> Document text:
============================================================

This tree was chewed down overnight. I was a bit surprised because, while there has been a bit of a thaw, I hadn’t expected to see the beavers out and about. There were many small stumps within a hundred yards of where I stood, though, so perhaps they had a bit of a spree in the last few days. This tree was most noticeable because it was beside the path.
This tree appeared to be missing a substantial amount of its bark. I went closer to look, because I have been surprised to find so little evidence of deer along the river. Perhaps we’re spared that large rodent a bit longer. But the missing bark was in fact a large biological growth of fungus or something. It was two varieties, I think, with one growing in small shelves and the other like a hair brush, with many points all pointing down.
The lack of leaves on the trees has left them largely anonymous to me. I realize that I don’t have any good method of identifying one from another without the leaf on them, which seems a bit short-sighted. I mean, for half the year the trees are without a full leaf on them! This fruit reminded me of a sumac but it’s on a larger tree. The seams between the pieces of each part of the fruit caught my eye. I wonder if that’s just part of the cover or if it will unfold in some way.
It has surprised me how unprotected some birds nests appear to be. This one was in a hollow of a tree but with a quite wide opening. I am wondering if it is for a larger bird who didn’t need much space – or security – against predators. There was a door step on this one, that would have acted as a perch. The inside was about an inch or two below this lip, and covered in wood shavings.
I try to avoid the human element of this area. It tends to be negative: trash, pollution, dog waste, etc. I laughed when I saw this car exhaust pipe sticking out of the snow bank in the train station parking lot. Commuters frequently reverse into parking spots in order to gain some fleeting advantage when trying to leave in the evening rush. But it is common to hear the crunch of a car that has overshot and rammed the large snow banks that encircle the parking lot.
This pipe must have lost a battle with a snow pile and been left behind. As you can tell from the rust, it wasn’t long for this world anyway. It looked like a periscope staring out across the river. One wonders why the owner couldn’t take it with them.

============================================================

> Records shown:

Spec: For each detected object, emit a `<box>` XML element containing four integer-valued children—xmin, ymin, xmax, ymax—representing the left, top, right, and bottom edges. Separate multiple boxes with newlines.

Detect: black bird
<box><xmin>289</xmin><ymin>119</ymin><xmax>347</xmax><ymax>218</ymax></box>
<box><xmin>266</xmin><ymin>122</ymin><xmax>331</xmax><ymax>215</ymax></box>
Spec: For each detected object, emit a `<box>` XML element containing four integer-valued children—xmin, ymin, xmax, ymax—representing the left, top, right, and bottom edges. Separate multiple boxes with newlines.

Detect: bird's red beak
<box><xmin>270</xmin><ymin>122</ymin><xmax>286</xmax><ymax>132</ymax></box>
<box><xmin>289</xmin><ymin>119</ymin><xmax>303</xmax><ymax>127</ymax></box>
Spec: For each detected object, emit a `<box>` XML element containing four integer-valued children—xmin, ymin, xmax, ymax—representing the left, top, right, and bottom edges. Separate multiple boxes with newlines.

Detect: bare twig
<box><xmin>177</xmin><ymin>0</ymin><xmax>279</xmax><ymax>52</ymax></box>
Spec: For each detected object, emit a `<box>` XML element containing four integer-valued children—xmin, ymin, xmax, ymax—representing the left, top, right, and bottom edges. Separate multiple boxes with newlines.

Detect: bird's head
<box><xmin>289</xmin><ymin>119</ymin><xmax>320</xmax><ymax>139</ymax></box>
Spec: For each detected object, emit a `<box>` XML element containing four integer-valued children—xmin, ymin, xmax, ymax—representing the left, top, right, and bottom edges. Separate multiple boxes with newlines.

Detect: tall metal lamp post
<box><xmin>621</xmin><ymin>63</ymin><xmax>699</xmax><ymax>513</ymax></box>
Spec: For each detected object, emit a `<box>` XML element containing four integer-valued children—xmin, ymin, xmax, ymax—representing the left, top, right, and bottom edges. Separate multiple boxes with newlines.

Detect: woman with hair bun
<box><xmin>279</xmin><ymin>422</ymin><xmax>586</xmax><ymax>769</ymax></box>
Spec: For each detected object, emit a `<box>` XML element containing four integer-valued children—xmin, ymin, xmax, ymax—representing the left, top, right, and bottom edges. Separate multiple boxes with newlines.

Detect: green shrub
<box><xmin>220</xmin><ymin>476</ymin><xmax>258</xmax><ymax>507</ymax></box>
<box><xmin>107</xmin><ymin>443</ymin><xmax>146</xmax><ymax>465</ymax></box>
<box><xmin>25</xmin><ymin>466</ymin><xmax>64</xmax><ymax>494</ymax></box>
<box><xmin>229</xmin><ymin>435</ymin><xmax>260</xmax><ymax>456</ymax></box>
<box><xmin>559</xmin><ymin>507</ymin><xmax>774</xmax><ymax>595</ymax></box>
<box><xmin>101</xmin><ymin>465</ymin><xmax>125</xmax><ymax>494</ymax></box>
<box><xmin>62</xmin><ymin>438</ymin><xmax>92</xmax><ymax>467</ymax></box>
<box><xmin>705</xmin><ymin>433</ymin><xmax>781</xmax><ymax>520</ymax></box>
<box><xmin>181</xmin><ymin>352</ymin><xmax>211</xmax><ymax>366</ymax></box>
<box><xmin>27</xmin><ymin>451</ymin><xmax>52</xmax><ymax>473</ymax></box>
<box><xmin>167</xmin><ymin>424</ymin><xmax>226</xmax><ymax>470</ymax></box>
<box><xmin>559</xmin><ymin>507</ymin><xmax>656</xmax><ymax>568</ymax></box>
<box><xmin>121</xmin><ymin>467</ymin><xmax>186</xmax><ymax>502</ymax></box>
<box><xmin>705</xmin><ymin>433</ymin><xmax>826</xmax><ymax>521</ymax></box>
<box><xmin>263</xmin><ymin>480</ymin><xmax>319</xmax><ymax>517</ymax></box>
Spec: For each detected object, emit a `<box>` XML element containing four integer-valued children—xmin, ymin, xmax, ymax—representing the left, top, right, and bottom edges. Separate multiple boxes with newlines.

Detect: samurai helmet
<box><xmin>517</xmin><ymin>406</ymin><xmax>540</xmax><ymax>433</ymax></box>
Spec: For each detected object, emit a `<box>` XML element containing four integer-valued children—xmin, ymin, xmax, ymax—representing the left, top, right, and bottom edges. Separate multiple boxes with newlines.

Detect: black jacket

============================================================

> Task statement:
In the river walk journal, what covered the inside of the nest in the tree hollow? The lines are separate material, unrelated to the river walk journal.

> Problem solution:
Wood shavings.